About this exercise
All of the data that follows should be retyped exactly, please, except the pictures.

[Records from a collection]
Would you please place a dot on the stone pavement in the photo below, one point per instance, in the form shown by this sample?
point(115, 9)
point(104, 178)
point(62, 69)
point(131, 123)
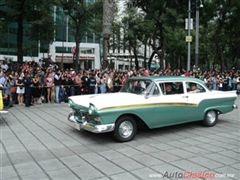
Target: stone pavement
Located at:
point(39, 143)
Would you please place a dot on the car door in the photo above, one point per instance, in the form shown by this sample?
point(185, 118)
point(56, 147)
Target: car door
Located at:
point(195, 94)
point(170, 106)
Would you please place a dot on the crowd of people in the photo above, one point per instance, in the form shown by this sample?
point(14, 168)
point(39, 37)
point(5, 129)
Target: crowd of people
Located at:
point(30, 83)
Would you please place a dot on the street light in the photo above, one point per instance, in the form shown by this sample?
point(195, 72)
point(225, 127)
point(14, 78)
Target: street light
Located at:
point(189, 34)
point(197, 33)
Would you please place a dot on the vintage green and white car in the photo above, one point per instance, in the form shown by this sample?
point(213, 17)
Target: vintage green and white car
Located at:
point(151, 101)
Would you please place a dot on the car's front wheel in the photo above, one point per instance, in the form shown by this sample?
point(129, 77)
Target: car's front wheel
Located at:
point(210, 118)
point(125, 129)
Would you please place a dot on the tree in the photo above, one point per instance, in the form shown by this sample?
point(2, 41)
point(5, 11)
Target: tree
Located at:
point(108, 16)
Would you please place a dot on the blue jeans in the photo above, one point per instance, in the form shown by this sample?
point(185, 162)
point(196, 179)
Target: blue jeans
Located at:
point(57, 89)
point(61, 94)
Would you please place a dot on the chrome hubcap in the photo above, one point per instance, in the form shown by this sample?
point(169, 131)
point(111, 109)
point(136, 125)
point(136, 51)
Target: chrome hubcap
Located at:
point(211, 116)
point(126, 129)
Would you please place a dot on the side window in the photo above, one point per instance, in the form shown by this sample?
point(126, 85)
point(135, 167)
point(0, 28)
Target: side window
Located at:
point(169, 88)
point(154, 90)
point(194, 88)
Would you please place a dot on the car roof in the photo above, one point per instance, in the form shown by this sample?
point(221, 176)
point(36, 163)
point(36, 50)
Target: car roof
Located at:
point(168, 78)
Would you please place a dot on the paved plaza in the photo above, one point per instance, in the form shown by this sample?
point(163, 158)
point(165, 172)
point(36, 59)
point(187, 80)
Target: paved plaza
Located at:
point(40, 143)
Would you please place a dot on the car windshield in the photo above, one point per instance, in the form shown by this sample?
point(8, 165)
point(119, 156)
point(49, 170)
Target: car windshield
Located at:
point(136, 86)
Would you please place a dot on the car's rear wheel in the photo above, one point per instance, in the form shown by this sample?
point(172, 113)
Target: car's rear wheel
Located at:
point(125, 129)
point(211, 118)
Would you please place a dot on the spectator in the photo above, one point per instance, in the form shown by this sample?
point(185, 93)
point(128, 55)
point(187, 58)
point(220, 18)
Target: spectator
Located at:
point(20, 89)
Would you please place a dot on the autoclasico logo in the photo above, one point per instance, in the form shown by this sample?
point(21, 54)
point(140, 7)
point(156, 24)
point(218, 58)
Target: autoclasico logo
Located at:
point(190, 174)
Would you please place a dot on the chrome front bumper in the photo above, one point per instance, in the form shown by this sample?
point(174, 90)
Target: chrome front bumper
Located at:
point(89, 126)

Answer space
Would you please place a dot on the stone pavement in the photo below, one point per instance, in the form shown by this sample?
point(115, 9)
point(104, 178)
point(62, 69)
point(131, 123)
Target: stone pavement
Located at:
point(39, 143)
Would you please place a dot on the car door in the photo above, one point per instance, in the form shown by this sample?
point(185, 118)
point(56, 147)
Target: car door
Located at:
point(195, 94)
point(170, 106)
Would you please place a dot on the crowd of people in the photo above, one point per instance, in the form shown by this sample?
point(14, 168)
point(39, 37)
point(5, 129)
Target: crowd of people
Located at:
point(30, 83)
Would you please place a dot on the street light in the photo above, one point per instance, in the form shown by this sample?
point(195, 72)
point(225, 127)
point(14, 78)
Target: street light
Located at:
point(189, 34)
point(197, 33)
Would you please place a dot on the vintage green and white car in the photo above, one point per instance, in the form shown by this sample?
point(213, 17)
Target: vintage green and white car
Located at:
point(151, 101)
Would you please place a dot on the car's front wheel in the photo above, one point per instance, in the form shown by this sample?
point(129, 77)
Target: car's front wheel
Located at:
point(210, 118)
point(125, 129)
Would you please place a dot on the tree in the photo above, one point per instance, in the form shown by this sample?
point(2, 41)
point(5, 11)
Target: tree
Located at:
point(108, 16)
Would you please place a dot on the blue jeans in the photo above, one point per instance, in the form shown by this sample?
point(185, 162)
point(196, 179)
Target: blue jeans
Located at:
point(57, 89)
point(61, 94)
Would you please place a dot on the chrome hubcap in the photo above, one point per instance, in the form shown by this sample?
point(169, 131)
point(111, 109)
point(136, 125)
point(136, 51)
Target: chrome hubcap
Located at:
point(211, 116)
point(126, 129)
Would you please place a dot on the side window in the photo above, one point per instance, in the form shown by this sample?
point(126, 85)
point(135, 167)
point(0, 28)
Target: side window
Located at:
point(169, 88)
point(154, 90)
point(194, 88)
Would you please place a dot on the car roof in the photo above, one point per instance, in the form shown by this sample?
point(221, 176)
point(36, 163)
point(36, 50)
Target: car roof
Located at:
point(168, 78)
Would you please place a dot on the paved plaza in the photo above, one point per instance, in the form shown by this sample?
point(163, 158)
point(165, 172)
point(36, 59)
point(187, 80)
Target: paved plaza
Located at:
point(40, 143)
Would you please place a dot on the car windshield in the photo above, one point per instance, in the form shown by this sample?
point(8, 165)
point(119, 156)
point(49, 170)
Target: car windshield
Located at:
point(136, 86)
Would you please place a dot on the car's rear wheel in the photo above, one point per instance, in the form shown by this sample?
point(172, 113)
Target: car's rear wheel
Located at:
point(125, 129)
point(211, 118)
Would you please place a dot on the spectator in the photo above, one point per instance, in the form shown by this sample?
point(185, 93)
point(128, 55)
point(187, 58)
point(220, 18)
Target: spectator
Located at:
point(20, 89)
Would you please place a dot on the autoclasico logo in the photo above, one point per instance, in the form shown by this sample?
point(21, 54)
point(140, 7)
point(156, 24)
point(218, 58)
Target: autoclasico logo
Located at:
point(190, 174)
Would you please place a dot on the chrome front bumper in the photo above, one point per instance, in the form shown by this sample?
point(174, 90)
Target: chrome front bumper
Located at:
point(89, 126)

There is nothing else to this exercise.